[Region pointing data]
------------------------------------------------------------------------

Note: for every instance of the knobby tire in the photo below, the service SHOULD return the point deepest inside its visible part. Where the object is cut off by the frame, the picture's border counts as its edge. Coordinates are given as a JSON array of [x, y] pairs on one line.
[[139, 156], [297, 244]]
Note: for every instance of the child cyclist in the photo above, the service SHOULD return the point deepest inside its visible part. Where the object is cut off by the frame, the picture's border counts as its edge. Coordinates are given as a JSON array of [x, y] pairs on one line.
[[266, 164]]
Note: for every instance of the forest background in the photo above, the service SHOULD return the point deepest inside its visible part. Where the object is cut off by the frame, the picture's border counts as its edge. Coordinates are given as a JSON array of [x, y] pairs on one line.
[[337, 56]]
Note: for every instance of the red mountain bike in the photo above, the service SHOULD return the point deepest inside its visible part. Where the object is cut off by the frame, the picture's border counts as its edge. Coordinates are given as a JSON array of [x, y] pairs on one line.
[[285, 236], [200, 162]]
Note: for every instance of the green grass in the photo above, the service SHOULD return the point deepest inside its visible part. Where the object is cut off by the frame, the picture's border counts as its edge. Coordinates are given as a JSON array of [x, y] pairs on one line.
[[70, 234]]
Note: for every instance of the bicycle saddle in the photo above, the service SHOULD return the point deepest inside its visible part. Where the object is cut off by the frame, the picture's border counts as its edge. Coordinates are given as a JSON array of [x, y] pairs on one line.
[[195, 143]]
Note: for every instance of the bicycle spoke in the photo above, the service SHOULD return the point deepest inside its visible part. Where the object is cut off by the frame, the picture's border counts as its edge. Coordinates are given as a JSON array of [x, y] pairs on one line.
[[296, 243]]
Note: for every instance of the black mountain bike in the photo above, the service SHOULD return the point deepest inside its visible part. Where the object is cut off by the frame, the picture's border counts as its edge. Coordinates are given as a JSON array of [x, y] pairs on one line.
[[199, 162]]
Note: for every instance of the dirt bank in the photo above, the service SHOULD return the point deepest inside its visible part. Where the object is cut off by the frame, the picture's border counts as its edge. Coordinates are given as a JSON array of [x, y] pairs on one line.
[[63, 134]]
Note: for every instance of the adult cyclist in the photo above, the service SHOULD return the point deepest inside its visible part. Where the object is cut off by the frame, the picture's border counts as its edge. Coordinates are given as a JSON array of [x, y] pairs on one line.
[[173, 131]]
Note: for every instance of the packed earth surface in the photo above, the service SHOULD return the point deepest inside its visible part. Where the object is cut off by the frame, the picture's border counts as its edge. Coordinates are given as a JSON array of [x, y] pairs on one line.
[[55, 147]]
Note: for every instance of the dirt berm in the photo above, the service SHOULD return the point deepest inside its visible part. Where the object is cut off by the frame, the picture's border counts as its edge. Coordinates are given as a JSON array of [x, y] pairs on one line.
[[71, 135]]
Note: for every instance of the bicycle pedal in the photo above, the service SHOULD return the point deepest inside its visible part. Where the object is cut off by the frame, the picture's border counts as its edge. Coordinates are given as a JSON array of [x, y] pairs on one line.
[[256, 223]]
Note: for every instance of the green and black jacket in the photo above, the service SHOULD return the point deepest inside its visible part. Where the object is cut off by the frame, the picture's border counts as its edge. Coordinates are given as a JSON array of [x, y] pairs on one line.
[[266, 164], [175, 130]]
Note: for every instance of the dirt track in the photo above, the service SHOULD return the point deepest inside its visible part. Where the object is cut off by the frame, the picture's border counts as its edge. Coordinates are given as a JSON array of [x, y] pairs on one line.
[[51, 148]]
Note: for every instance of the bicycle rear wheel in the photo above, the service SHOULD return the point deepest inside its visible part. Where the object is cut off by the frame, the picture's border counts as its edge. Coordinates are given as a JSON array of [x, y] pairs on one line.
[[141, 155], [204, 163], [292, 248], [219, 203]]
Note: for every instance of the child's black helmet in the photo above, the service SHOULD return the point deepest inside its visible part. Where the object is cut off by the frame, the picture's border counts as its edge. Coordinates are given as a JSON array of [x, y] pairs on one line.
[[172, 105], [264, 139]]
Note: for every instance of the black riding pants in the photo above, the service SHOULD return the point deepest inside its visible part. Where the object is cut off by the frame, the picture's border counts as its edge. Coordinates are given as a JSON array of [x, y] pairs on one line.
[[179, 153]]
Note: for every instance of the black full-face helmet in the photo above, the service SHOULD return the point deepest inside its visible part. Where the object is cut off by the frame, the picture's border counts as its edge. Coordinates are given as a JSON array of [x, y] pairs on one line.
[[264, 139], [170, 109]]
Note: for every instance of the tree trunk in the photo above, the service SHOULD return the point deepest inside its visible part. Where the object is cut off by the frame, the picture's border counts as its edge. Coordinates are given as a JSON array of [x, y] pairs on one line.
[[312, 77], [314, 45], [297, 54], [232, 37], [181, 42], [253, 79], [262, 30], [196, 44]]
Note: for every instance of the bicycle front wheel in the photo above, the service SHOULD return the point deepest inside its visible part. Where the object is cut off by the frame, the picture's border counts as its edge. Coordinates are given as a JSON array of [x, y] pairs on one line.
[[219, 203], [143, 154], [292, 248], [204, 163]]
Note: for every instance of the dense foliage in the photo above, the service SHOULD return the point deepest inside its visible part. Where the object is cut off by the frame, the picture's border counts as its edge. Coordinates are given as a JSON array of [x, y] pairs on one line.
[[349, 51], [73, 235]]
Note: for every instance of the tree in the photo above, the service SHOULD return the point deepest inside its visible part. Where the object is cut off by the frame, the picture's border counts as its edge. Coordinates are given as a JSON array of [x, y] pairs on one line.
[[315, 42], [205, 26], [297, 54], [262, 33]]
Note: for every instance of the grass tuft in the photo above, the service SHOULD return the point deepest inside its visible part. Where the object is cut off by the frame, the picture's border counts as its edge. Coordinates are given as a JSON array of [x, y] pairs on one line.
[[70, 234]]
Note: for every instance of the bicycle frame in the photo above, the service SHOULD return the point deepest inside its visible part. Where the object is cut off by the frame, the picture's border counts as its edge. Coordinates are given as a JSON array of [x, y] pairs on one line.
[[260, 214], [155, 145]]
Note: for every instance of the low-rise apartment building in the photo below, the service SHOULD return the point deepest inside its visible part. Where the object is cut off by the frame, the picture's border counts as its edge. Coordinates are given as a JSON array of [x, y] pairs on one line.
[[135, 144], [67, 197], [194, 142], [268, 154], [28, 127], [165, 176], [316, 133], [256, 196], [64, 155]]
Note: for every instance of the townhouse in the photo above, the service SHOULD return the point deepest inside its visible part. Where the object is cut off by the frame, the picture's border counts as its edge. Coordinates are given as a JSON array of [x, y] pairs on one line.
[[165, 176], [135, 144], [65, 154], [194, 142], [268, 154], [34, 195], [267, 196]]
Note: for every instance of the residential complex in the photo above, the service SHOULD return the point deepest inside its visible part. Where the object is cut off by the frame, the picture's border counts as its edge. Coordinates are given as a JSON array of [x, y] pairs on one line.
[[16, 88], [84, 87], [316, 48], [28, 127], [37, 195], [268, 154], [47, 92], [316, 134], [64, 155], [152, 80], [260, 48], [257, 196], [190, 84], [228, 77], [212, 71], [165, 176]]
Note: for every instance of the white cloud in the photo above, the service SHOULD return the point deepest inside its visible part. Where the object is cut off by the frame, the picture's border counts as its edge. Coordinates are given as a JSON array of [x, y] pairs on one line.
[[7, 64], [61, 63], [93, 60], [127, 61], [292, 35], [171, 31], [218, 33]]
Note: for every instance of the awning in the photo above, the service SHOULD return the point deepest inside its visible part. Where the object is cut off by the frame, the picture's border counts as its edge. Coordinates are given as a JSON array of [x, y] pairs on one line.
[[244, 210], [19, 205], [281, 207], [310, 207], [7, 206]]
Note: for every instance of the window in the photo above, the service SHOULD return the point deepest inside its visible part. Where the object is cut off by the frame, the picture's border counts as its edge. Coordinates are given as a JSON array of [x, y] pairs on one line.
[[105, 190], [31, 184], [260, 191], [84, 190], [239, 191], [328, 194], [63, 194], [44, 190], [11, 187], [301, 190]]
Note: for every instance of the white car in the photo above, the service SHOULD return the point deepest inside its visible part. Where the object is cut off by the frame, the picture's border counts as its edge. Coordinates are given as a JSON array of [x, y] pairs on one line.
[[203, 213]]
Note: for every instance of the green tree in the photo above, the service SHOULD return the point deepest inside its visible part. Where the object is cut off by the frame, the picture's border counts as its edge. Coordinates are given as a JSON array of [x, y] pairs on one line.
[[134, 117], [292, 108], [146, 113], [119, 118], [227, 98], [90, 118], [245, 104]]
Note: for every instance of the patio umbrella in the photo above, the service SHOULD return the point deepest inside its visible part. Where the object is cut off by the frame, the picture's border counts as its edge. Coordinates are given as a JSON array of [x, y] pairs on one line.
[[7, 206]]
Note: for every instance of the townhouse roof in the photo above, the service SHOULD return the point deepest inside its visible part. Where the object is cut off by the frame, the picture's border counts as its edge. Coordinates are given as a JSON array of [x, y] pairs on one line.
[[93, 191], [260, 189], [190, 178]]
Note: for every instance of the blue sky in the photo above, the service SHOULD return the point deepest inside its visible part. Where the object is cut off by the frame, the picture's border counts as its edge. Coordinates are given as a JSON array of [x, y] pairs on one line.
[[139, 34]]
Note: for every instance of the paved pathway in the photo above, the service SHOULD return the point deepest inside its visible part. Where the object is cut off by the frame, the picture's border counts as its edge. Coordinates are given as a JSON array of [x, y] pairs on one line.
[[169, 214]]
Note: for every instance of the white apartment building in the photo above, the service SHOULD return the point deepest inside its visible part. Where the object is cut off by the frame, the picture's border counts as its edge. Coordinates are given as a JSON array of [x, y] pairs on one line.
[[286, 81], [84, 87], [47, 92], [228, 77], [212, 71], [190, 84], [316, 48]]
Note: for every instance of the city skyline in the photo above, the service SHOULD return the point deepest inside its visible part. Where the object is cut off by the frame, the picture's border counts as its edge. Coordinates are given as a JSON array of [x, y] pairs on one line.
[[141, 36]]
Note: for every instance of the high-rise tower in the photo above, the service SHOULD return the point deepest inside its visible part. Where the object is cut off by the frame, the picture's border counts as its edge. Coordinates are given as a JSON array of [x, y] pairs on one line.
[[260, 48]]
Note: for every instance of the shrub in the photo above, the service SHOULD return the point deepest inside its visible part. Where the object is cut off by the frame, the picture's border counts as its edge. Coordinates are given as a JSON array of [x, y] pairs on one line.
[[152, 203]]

------------------------------------------------------------------------

→ TASK DETAILS: Return the line that contains "Note: for every instance of the high-rise" along with every line after it through the end of the entries, exactly, adding nothing.

→ RESULT OF THIS EXERCISE:
Note: for every instance of the high-rise tower in the photo above, the service SHOULD return the point deepest inside its visible part. Where the object is cut off by the frame, the picture's border counts as its edge. Coordinates are given as a JSON array of [x, y] pairs on one line.
[[260, 48]]
Note: for every instance of the shrub in the photo above, the service SHOULD return the point deepest inside its visible part. Where the object is cut off by the frame, the picture's border counts as its edge. Coordinates are given as a JSON array of [x, y] pairs on one line.
[[152, 203]]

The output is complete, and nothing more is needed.